-- START The data --
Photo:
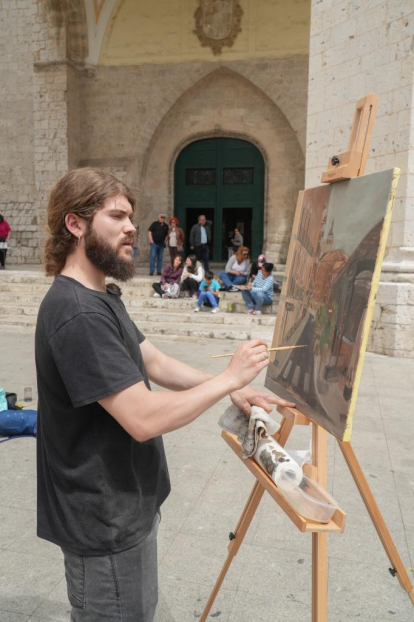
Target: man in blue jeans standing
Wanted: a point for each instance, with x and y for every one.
(260, 292)
(157, 232)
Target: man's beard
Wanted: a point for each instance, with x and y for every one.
(104, 257)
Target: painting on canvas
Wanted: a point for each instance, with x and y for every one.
(332, 273)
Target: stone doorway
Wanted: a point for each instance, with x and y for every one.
-- END The data --
- **The request**: Output each line of the entries above as a JSON list of strings, one string per line, with blank lines skipped. Leave the pictures out.

- **Complete output**:
[
  "Photo:",
  "Target: man in blue jeans standing",
  "Wanted: a point for each instance, with x and y for every one.",
  "(260, 292)",
  "(157, 232)",
  "Target: man's beard",
  "Wanted: a point for each instance, with x and y for every one.",
  "(104, 257)",
  "Target: painting on canvas",
  "Wanted: a point for each instance, with x and y for every one.",
  "(332, 273)",
  "Target: stone doorway",
  "Wanted: a point for each instance, with x and y for every one."
]